Top to bottom, give the entries again exactly as written.

*****

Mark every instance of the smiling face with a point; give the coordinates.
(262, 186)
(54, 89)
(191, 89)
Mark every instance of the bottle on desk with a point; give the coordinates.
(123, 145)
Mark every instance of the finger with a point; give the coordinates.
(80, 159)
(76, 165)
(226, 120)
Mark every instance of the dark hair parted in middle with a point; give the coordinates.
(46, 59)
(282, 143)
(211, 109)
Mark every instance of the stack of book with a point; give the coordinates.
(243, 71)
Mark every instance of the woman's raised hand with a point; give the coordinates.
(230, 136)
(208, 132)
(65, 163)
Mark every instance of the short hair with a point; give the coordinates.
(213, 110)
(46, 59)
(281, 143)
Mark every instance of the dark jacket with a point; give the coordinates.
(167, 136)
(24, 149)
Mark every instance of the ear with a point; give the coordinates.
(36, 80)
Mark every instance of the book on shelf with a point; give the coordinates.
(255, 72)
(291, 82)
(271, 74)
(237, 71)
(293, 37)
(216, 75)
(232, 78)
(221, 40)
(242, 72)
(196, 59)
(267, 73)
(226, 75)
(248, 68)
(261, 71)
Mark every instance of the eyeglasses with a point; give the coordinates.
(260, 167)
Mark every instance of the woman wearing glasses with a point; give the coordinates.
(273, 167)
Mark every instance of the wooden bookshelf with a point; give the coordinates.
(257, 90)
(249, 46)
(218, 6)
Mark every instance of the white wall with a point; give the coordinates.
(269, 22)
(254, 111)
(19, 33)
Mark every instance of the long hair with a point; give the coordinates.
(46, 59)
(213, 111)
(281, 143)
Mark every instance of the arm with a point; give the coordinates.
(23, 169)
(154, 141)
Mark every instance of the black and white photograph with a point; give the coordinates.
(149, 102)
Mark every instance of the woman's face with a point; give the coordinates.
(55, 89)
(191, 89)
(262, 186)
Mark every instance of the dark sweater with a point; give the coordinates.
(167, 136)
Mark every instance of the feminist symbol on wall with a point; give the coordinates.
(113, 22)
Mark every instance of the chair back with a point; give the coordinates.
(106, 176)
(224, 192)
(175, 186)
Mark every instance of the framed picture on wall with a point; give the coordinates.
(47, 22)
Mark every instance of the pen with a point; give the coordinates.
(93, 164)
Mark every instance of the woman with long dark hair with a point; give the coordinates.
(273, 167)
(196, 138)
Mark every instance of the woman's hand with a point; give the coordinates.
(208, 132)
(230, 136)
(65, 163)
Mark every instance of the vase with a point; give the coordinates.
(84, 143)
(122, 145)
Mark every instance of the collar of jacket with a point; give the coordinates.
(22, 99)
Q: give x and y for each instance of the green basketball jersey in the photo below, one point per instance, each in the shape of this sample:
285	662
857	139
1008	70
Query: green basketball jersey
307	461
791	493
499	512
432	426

*****

▸ **Answer to this exercise**
Mark every instance of the smiling face with a point; give the coordinates.
(262, 186)
(54, 89)
(191, 89)
Mark every instance of the bottle on desk with a point; give the coordinates.
(123, 145)
Mark every instance of the finger with a point; give the coordinates.
(80, 159)
(76, 165)
(226, 120)
Mark every instance of the dark hair parted in middle with a point; give the coordinates.
(46, 59)
(282, 143)
(211, 109)
Mark every instance of the stack of book with a point; give the coordinates.
(243, 71)
Mark every instance of the woman's raised hand with a point; give the coordinates.
(230, 136)
(208, 132)
(65, 163)
Mark every instance of the short hair with a point; give the coordinates.
(213, 110)
(46, 59)
(281, 143)
Mark every instance of the dark jacket with a point; give the coordinates.
(167, 136)
(24, 149)
Mark every instance of the ear with a point; give the coordinates.
(36, 80)
Mark every instance of the book on shelf with a point; give the coordinates.
(255, 72)
(291, 82)
(271, 74)
(237, 71)
(293, 37)
(216, 75)
(232, 78)
(221, 40)
(242, 72)
(196, 59)
(267, 73)
(226, 75)
(248, 68)
(261, 71)
Mark every instance of the eyeglasses with a point; give the coordinates.
(260, 167)
Mark every instance of the woman wearing glasses with a point; give the coordinates.
(273, 167)
Mark every instance of the wooden bookshelf with a point; give the coordinates.
(257, 90)
(249, 46)
(218, 6)
Mark every instance of the white wall with a point; give the coordinates.
(269, 22)
(254, 111)
(19, 33)
Mark every instance of the long hair with a point; give the coordinates.
(46, 59)
(213, 111)
(281, 143)
Mark every instance of the arm with a point; give the coordinates.
(23, 169)
(154, 141)
Mark every instance of the black and white photograph with a point; give the coordinates.
(149, 102)
Mark every instance of the woman's face with a point; give the coordinates.
(55, 89)
(191, 89)
(262, 186)
Mark every instance of the dark sweater with a point; give the coordinates.
(167, 136)
Mark every instance of the feminist symbol on wall with a point; give the coordinates.
(113, 22)
Mark every instance of the chair back with a point; give the coordinates.
(106, 176)
(224, 192)
(175, 186)
Mark every instance of the framed picture on wall with a point; give the coordinates.
(47, 22)
Mark every instance of the pen with a point; give the coordinates.
(93, 164)
Mark every instance of the woman with long dark hair with a point; give the coordinates.
(273, 167)
(196, 138)
Mark every instance of the woman's hand with a point; give the coordinates.
(208, 132)
(230, 136)
(65, 163)
Mark every instance of the vase with a point; give the coordinates.
(84, 143)
(122, 145)
Mark every instance of the collar of jacket with a point; give the coordinates.
(22, 99)
Q: give x and y for each instance of the green basketball jersey in the photo below, one point per instance, each in the shape of this sample:
285	662
857	139
1008	70
Query: green basketball jersey
307	461
791	493
499	512
432	426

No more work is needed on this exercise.